Extracted data =>
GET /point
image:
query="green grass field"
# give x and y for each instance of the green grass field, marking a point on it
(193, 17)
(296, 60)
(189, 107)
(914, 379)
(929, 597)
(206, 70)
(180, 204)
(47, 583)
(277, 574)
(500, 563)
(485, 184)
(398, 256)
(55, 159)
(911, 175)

Task goal => From the line containing "# give x and" down to the final line of the records above, copy everything exactly and include nothing else.

Exercise result =>
# give x and y for each instance of the green grass field, marking a point on it
(193, 17)
(296, 60)
(189, 107)
(914, 379)
(929, 597)
(206, 70)
(180, 204)
(47, 583)
(277, 574)
(500, 563)
(485, 184)
(398, 256)
(55, 159)
(911, 175)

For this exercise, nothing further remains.